▶ Job:
Output the lines starting at the one containing "Hi there! Could you please locate the distant" and ending at the one containing "[[0, 662, 161, 682]]", both included, as a JSON list of strings with one string per line and blank lines omitted.

--- start ---

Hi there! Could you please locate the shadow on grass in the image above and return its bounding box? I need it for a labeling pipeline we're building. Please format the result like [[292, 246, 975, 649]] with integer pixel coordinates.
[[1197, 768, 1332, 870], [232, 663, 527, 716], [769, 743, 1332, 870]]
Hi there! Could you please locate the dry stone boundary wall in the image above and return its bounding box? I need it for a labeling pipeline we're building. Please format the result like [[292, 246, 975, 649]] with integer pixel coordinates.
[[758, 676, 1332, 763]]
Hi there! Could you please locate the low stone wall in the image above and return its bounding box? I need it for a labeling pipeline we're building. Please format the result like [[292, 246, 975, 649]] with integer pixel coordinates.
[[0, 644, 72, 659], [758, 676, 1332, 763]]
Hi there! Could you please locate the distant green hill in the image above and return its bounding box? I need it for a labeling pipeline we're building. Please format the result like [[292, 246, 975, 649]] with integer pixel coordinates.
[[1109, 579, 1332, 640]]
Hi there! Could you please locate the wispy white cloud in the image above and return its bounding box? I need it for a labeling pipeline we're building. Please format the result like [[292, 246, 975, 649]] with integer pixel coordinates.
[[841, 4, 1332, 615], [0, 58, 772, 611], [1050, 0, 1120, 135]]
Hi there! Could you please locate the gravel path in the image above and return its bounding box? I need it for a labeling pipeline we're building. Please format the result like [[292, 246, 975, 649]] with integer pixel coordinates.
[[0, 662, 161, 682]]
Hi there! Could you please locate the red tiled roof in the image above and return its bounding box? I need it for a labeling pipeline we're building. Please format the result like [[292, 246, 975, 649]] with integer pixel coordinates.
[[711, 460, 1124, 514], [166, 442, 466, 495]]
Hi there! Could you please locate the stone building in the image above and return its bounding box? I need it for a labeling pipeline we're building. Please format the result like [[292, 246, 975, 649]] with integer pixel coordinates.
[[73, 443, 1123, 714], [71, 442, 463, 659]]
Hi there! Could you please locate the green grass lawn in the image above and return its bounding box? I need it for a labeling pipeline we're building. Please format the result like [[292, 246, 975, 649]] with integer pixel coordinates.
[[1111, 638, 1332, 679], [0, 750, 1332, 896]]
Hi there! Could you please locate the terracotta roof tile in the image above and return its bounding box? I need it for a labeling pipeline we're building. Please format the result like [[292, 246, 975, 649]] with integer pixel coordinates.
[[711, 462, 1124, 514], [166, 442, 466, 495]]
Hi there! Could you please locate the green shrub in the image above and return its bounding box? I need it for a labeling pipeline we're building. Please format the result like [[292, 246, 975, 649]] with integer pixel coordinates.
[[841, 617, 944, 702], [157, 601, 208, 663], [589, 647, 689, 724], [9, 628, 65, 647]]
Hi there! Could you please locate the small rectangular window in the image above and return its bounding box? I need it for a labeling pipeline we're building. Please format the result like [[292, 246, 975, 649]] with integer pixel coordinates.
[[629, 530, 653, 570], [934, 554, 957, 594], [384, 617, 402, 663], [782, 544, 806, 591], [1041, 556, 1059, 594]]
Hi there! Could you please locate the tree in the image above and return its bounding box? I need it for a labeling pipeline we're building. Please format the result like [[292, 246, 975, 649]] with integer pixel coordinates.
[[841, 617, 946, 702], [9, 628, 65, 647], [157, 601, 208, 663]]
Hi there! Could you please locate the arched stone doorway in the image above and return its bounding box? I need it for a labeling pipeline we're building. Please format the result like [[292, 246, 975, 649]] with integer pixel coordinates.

--- end ---

▶ Output for this task:
[
  "Hi there! Could you please locate the distant green hill in the image above and return its bounding box? I need it for a labeling pipeline we're building. Please format the result like [[292, 246, 975, 649]] with integer pixel coordinates.",
  "[[1109, 579, 1332, 640]]",
  "Hi there! Could you please locate the wispy white cloud in the image above and return its bounding box? I need it for a labeling pipeline we're building. Please format the result like [[292, 246, 975, 649]] with integer pixel coordinates.",
  "[[841, 4, 1332, 615], [0, 58, 772, 611], [1050, 0, 1120, 135]]",
  "Hi there! Could you please locate the gravel path in the image above and return its bounding box? I need it for a labeling pipeline we're building. Please format the result like [[292, 246, 975, 649]] with integer pixel coordinates.",
  "[[0, 662, 161, 682]]"
]